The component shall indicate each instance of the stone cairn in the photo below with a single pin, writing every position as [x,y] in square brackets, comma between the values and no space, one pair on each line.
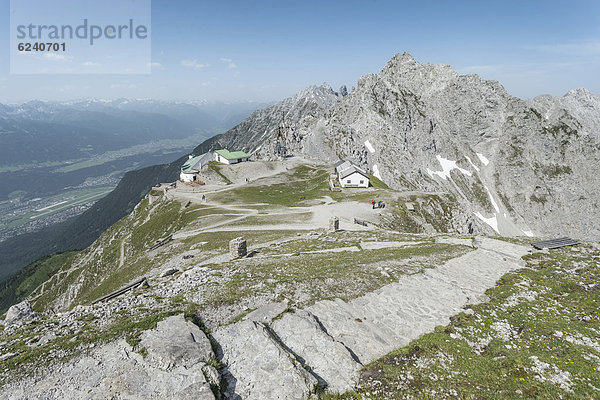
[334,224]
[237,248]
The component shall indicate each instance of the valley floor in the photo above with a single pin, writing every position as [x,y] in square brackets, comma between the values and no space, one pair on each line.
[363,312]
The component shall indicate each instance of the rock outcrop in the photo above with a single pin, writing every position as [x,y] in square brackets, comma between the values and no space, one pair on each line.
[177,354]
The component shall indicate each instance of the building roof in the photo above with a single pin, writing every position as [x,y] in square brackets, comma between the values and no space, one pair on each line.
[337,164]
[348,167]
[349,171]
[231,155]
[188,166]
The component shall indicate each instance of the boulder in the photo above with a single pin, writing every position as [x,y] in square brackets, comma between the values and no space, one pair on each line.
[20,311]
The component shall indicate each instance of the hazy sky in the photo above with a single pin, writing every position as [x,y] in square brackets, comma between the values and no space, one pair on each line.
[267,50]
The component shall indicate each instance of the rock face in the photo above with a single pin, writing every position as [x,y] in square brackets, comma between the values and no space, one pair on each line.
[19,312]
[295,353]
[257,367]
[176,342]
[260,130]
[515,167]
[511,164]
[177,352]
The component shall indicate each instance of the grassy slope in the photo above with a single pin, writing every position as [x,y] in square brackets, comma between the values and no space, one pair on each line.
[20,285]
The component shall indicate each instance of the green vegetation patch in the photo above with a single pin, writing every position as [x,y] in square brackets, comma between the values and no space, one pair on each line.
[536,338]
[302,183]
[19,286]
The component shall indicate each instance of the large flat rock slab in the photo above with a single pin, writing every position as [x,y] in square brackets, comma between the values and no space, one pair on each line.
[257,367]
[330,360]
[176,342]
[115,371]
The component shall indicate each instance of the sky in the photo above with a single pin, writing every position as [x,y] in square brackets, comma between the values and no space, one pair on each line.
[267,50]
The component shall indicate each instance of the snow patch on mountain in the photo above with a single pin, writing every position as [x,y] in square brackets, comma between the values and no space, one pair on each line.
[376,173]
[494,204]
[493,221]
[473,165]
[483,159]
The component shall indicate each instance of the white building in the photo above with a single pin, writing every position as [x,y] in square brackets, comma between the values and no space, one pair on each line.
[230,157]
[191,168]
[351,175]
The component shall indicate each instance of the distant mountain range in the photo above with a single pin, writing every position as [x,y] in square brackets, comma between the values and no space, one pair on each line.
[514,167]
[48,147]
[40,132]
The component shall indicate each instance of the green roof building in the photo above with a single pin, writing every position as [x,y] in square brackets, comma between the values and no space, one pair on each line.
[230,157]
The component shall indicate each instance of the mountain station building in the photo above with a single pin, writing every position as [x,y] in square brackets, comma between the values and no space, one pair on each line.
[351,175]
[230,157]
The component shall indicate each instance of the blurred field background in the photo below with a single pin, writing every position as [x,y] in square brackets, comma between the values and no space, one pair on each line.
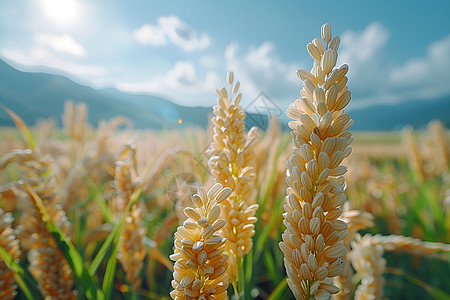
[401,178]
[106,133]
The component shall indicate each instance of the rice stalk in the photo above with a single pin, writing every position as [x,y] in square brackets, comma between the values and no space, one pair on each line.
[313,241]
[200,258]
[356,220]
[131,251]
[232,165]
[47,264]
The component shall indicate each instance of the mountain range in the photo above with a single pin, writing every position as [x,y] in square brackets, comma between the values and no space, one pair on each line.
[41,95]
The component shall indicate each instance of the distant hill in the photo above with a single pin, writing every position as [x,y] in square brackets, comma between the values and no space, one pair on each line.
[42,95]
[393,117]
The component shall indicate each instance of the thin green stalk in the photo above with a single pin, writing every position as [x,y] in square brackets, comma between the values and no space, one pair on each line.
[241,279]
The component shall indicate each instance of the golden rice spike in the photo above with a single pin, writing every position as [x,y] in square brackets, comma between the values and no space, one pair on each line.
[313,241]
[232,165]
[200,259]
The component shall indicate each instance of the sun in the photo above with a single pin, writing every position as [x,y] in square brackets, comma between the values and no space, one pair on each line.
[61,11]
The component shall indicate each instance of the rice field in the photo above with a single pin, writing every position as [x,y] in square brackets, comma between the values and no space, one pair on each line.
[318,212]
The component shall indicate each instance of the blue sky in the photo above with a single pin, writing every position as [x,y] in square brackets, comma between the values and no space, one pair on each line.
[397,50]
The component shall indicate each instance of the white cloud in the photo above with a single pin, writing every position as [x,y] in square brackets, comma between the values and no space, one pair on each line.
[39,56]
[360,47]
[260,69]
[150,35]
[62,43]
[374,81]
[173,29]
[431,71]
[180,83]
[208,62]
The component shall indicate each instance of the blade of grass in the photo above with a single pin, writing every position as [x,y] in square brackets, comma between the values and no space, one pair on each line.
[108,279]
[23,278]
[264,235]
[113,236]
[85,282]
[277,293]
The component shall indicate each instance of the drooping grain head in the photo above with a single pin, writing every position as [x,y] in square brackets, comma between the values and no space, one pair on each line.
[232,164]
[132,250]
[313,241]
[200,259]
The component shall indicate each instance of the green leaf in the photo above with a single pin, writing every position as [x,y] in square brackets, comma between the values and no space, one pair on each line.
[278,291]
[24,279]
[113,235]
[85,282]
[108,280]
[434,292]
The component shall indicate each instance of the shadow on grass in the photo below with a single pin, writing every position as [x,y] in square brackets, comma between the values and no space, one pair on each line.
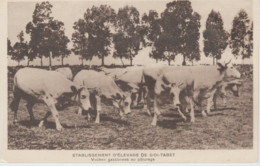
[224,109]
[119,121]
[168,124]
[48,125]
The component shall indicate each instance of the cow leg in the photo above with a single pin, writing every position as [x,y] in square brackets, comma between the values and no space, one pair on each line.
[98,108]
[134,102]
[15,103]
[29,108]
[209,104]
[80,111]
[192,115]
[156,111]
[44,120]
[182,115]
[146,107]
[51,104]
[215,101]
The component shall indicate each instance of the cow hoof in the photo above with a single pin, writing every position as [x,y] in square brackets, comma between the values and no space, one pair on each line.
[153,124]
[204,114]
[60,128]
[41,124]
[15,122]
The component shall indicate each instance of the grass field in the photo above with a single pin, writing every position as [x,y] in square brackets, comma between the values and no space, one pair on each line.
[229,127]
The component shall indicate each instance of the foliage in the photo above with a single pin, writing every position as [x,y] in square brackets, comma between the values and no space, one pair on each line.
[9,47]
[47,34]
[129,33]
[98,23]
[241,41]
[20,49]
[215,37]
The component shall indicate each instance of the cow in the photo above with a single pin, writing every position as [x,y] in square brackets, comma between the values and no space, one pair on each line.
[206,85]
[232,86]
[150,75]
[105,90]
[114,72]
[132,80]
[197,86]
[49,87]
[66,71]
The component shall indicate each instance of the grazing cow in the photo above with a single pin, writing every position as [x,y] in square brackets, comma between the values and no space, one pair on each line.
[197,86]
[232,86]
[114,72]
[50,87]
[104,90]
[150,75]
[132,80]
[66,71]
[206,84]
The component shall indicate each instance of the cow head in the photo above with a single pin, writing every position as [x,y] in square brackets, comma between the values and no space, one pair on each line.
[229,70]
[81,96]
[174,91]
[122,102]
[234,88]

---

● **Work request**
An exact copy of the entries above, with no pictures, is the required answer.

● **Written response**
The component shall indicate each instance of the stone cairn in the photo below with a single pin, writing every position as [x,y] in square brackets, comma between the values and no space, one pair on each line.
[334,224]
[237,248]
The component shall indicate each instance of the valley floor in the photo above with a single pin, writing every position as [x,y] in square brackets, comma between the values and no space, one pair on each line.
[363,312]
The component shall indicate each instance of the rock outcrop in the photo above with a single pin, writing every position as [x,y] in square brackets, comma between the values and no space, one pair on each line.
[177,354]
The component shall indicate each instance of the building roof in the photo above with a single pin, writing every position as [x,y] in square brackets, comma between the values and no space, one pair on each line.
[337,164]
[348,167]
[349,171]
[231,155]
[188,166]
The component shall indicate each instance of the boulder in the photo above with a single pin, writing every position as [x,y] in square brackets, comma between the values and no space, one pair on each line.
[20,311]
The component shall indicate each instance of the hazy sky in the photo above with a single pin, writing every position as [x,y] in square brackets, comma between the values and no space, one pair on each line.
[267,50]
The component shall indicate each instance of the rock face in the photo above with a single pin, writing every position as [x,y] in square brackets, comma between the values and no space, one pair on each line.
[19,312]
[295,353]
[257,367]
[176,342]
[260,130]
[515,167]
[511,164]
[177,352]
The component shall indicate each instance of the grassy slope in the photo above with a single pin, writing every position as [x,y] in square brackets, comma between the values and no space, one pair on each line.
[20,285]
The component shall indicate each instance of the green vegetation patch in the photo above with a single pin, writing every position as [x,y] in square brackets, comma between the values and no space, one pair on each line.
[536,338]
[302,183]
[19,286]
The component shall indicate each instance of the large flat rock slab in the photo above with a single pin, writing every position as [x,y] in square brackets, comma between the values and no space, one pair on each line.
[257,367]
[330,360]
[176,342]
[115,371]
The component shall indicate each instance of the sky in the photo above with a single pin, writing every position as [x,y] in square brackets, comma between the values and no space, one pair on each line.
[267,50]
The component shall indicate each instance of the snow patch on mountain in the photo above with a single pin, writing every position as [x,y] in square brackets, comma between the values and no space, one pair on each line.
[376,173]
[494,204]
[493,221]
[473,165]
[483,159]
The component shall indicate each instance of the white building in the photo above with a single pin, writing every position as [x,y] in square brackets, comma between the values and no space, one pair on each line.
[230,157]
[191,168]
[351,175]
The component shall indicate each instance of the distant mountain range in the photo above with a single pin, writing every position as [x,y] in square brackets, comma between the values and no space, one pair on each line.
[514,167]
[48,147]
[40,132]
The component shall indicate each instance of the green roof building in the photo above with a single pin, writing every position as [x,y] in square brackets, comma between the values and no space, one pair on each line.
[230,157]
The component shall indicate each instance of the mountain station building in the photo above with a single pin, writing every position as [x,y] in square brackets, comma between the values and no space, one pair on each line.
[351,175]
[230,157]
The component shall indicate each instance of the blurred field background in the photo below with a single pin, writing every position as [x,y] in square brackets, comma between the values and no space, one pair on each line.
[401,178]
[106,133]
The component shall indicate each instance of the rice stalk in the photo above with a single pin, writing every position as [x,y] in square brackets, comma between the values and no space, one pair on each line.
[313,241]
[200,258]
[356,220]
[131,251]
[232,165]
[47,264]
The component shall indicate each instance of the mountain range in the photo above with a single pin, writing every position as [x,y] in square brackets, comma between the values and no space, one pair on each line.
[41,95]
The component shall indicate each instance of the distant hill in the photo above with a single pin, writing every position as [x,y] in square brackets, comma between the values and no space, one pair on each line.
[42,95]
[393,117]
The component shall indicate each instance of the thin green stalk in the photo above with a single pin, writing every position as [x,y] in square brackets, comma between the values and no space, one pair on each line.
[241,279]
The component shall indicate each instance of the golden rice spike in the photo above with a single pin, writing every position as [x,y] in square brackets, comma between the values and no space, one pair on each line.
[313,241]
[232,165]
[200,259]
The component shall indicate each instance of the sun in the photo above with a single pin, writing every position as [x,y] in square brackets, comma between the values and no space, one pair on each line.
[61,11]
The component shall indicate each instance of the rice field in the photo above with a single pin, writing every position as [x,y] in square brackets, comma between the values and no space, one pair on each line.
[318,212]
The component shall indicate each instance of the blue sky in the photo above with a single pin, writing every position as [x,y] in square brackets, comma between the values and no space, one pair on each line.
[397,50]
The component shall indicate each instance of the white cloud in the photo above with a single pin, writing every position as [x,y] in square brackets, comma between the values and no space, one pair on each line.
[39,56]
[360,47]
[260,69]
[150,35]
[62,43]
[374,81]
[173,29]
[431,71]
[180,83]
[208,62]
The component shall indicate each instance of the blade of grass in the photo above with a single pin, writing every position as [x,y] in square brackets, comma between the values and no space, one pair on each line.
[108,279]
[23,278]
[264,235]
[113,236]
[85,282]
[277,293]
The component shall indicate each instance of the drooping grain head in the photo above with a single pin, writing every position as [x,y] in square brackets, comma between the values and no space, one pair on each line.
[232,164]
[132,250]
[313,241]
[200,259]
The component shall indicate each instance of the green leaf in the photo above with a single pin, writing every position as [x,y] in square brackets, comma between the values and no space, one pair on each line.
[278,291]
[24,279]
[113,235]
[85,282]
[108,280]
[434,292]
The component shall indicate each instance of the shadow on grass in the photo below with a single pin, writing every position as [x,y] in square brackets, comma between the values and no space, one pair on each line.
[224,109]
[119,121]
[168,124]
[48,125]
The component shall indicate each instance of the cow leg in the photo above with a single pin, writing every position as [x,y] in square brackets, comma between the values and no space, one pair on each line.
[98,108]
[134,102]
[15,103]
[29,108]
[209,104]
[80,111]
[192,115]
[156,111]
[44,120]
[182,115]
[146,107]
[51,104]
[215,101]
The component shall indicate each instance of the cow hoof in the photo above with a single pin, writing every position as [x,y] in square brackets, comma between the values and no space, one pair on each line.
[153,124]
[204,114]
[60,128]
[41,124]
[15,122]
The component shall indicate each instance of the grass field in the photo above with a single pin, writing every position as [x,y] in square brackets, comma between the values and no space, one pair on each line.
[229,127]
The component shall indicate each instance of the foliage in the photo above with a single pin, writing every position as [x,y] in square brackets, comma between the values and no space, one pair on each line.
[9,47]
[47,34]
[129,33]
[98,23]
[241,41]
[20,49]
[215,37]
The component shall indicate each instance of the cow in the photo above with a single pin, writing every position as [x,y] in square brackets, comma between the values and no space, one pair on each line.
[206,85]
[232,86]
[150,75]
[105,90]
[114,72]
[132,80]
[197,86]
[49,87]
[66,71]
The component shall indicate each instance of the grazing cow in the photo above with a single pin, writing every position as [x,y] in square brackets, comma between the values and no space, one pair on each line.
[197,86]
[232,86]
[114,72]
[50,87]
[104,90]
[150,75]
[132,80]
[66,71]
[206,84]
The component shall indicate each instance of the cow head in the photo above with a single pin, writing every position as [x,y] in square brackets, comma between the values and no space, one pair on each line.
[229,70]
[81,96]
[174,91]
[122,102]
[234,88]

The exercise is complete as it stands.